(Extracted records)
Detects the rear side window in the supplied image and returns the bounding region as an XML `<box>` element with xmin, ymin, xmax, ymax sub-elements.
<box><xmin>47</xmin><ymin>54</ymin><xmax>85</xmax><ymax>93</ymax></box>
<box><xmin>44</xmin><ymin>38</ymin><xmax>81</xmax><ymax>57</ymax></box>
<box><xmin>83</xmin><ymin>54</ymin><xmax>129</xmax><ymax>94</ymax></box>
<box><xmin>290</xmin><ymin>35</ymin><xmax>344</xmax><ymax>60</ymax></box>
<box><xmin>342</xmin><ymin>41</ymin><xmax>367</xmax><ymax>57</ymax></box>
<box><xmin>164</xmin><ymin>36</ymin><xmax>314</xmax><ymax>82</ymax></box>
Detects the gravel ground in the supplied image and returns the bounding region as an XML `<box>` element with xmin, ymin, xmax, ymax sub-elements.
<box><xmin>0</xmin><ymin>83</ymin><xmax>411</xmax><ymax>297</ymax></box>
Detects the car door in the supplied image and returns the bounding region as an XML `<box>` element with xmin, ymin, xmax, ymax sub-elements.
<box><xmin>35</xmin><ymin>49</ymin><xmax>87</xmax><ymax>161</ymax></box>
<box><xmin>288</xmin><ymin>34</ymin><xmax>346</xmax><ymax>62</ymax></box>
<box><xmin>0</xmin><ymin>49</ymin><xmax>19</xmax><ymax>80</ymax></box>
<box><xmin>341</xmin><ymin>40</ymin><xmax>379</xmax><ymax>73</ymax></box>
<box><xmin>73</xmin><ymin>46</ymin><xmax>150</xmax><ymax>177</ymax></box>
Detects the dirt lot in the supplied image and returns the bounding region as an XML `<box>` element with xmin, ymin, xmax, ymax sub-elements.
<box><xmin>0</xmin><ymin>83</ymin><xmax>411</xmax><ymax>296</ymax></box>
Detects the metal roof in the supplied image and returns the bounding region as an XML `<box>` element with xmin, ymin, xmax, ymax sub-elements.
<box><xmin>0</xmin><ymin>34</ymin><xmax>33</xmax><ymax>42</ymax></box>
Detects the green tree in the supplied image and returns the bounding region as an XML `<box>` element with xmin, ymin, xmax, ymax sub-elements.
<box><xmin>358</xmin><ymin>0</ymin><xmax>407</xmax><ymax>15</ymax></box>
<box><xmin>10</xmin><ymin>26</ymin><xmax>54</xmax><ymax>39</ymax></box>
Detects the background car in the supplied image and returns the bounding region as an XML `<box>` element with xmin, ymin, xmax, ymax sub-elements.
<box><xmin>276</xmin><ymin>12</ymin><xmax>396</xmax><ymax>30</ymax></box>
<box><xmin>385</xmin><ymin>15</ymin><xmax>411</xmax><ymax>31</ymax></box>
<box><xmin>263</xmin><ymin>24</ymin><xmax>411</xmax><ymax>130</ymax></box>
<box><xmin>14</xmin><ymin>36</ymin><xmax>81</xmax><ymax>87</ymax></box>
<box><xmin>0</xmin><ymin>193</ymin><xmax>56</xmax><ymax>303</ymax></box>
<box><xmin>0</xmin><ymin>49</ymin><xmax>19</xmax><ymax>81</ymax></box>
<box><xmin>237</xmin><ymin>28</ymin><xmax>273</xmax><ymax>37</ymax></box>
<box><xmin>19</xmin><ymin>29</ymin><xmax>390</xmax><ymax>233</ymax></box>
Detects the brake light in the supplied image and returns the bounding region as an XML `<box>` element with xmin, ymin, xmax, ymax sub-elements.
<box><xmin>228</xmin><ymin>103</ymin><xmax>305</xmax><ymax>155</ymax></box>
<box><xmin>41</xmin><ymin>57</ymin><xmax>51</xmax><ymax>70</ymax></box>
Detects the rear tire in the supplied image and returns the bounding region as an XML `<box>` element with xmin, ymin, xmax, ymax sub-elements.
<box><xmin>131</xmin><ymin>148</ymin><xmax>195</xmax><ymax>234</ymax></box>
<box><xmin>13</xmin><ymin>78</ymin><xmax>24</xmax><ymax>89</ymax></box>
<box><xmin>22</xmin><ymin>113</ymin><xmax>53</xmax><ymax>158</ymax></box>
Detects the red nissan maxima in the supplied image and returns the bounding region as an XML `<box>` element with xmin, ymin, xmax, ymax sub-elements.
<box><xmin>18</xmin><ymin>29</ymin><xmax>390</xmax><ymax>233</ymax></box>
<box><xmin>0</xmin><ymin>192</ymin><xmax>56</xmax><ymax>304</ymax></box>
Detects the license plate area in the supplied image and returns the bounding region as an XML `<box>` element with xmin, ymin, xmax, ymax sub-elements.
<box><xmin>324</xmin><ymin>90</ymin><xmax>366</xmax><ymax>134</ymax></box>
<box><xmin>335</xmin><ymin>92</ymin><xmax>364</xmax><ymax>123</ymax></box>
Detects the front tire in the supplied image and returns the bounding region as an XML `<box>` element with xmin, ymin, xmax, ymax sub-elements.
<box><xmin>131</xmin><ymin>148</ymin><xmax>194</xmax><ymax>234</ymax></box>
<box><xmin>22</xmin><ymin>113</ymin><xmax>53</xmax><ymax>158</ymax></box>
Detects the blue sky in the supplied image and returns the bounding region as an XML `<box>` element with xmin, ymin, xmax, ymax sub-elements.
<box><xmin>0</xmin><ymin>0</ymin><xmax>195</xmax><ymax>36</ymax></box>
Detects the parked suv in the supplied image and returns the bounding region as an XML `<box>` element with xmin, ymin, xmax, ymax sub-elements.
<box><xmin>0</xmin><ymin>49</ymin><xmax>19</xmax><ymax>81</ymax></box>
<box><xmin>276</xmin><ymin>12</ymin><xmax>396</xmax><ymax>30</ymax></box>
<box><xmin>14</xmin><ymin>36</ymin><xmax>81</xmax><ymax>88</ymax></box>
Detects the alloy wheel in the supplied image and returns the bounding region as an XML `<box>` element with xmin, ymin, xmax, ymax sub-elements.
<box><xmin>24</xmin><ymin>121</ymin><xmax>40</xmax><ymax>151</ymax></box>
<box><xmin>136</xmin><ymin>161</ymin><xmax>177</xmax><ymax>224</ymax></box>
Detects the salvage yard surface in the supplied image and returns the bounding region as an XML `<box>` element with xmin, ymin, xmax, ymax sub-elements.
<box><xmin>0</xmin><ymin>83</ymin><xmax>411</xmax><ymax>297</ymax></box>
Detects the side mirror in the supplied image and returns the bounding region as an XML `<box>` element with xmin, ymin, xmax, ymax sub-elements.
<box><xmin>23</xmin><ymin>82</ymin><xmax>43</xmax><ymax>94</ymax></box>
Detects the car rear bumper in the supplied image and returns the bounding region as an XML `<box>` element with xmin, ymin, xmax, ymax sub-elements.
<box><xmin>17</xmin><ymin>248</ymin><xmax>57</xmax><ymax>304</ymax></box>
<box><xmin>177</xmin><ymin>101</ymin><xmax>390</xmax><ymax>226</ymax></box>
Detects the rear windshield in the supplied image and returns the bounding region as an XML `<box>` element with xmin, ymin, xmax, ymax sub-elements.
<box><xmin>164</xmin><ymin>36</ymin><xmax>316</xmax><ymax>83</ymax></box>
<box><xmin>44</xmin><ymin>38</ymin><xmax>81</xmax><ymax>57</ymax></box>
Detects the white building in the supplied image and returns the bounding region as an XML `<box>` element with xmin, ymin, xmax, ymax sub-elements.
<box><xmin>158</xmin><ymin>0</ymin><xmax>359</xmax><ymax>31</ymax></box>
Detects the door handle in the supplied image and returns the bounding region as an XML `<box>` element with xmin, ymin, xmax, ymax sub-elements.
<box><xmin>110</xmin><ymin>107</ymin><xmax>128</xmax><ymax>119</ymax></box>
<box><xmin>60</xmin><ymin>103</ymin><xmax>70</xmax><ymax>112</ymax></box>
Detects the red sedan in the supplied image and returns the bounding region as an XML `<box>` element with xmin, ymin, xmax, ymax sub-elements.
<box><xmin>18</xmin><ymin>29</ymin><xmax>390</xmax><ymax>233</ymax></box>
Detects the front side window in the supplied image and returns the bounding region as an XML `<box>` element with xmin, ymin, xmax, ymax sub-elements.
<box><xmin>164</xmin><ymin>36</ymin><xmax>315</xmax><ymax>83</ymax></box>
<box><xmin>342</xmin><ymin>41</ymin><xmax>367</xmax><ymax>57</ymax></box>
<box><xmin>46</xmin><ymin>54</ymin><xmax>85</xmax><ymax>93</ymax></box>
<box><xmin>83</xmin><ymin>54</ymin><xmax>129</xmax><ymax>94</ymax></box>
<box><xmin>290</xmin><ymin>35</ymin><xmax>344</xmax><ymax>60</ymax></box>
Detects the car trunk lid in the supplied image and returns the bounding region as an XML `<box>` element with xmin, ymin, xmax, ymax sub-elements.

> **What is being asked**:
Copy the records exactly, starting at the line containing "Detects the front side" and running through the end of the records.

> **Result of the task**:
Detects the front side window in the supplied image and returns the bounding region as an XML `<box>` element with xmin, ymin, xmax, ymax sub-elements.
<box><xmin>164</xmin><ymin>36</ymin><xmax>315</xmax><ymax>83</ymax></box>
<box><xmin>342</xmin><ymin>41</ymin><xmax>367</xmax><ymax>57</ymax></box>
<box><xmin>46</xmin><ymin>54</ymin><xmax>85</xmax><ymax>93</ymax></box>
<box><xmin>83</xmin><ymin>54</ymin><xmax>129</xmax><ymax>94</ymax></box>
<box><xmin>290</xmin><ymin>35</ymin><xmax>344</xmax><ymax>60</ymax></box>
Detects the car trunk lid in the supplied image and returns the bounding region as an XML `<box>` element with xmin, ymin, xmax, ymax sub-elements.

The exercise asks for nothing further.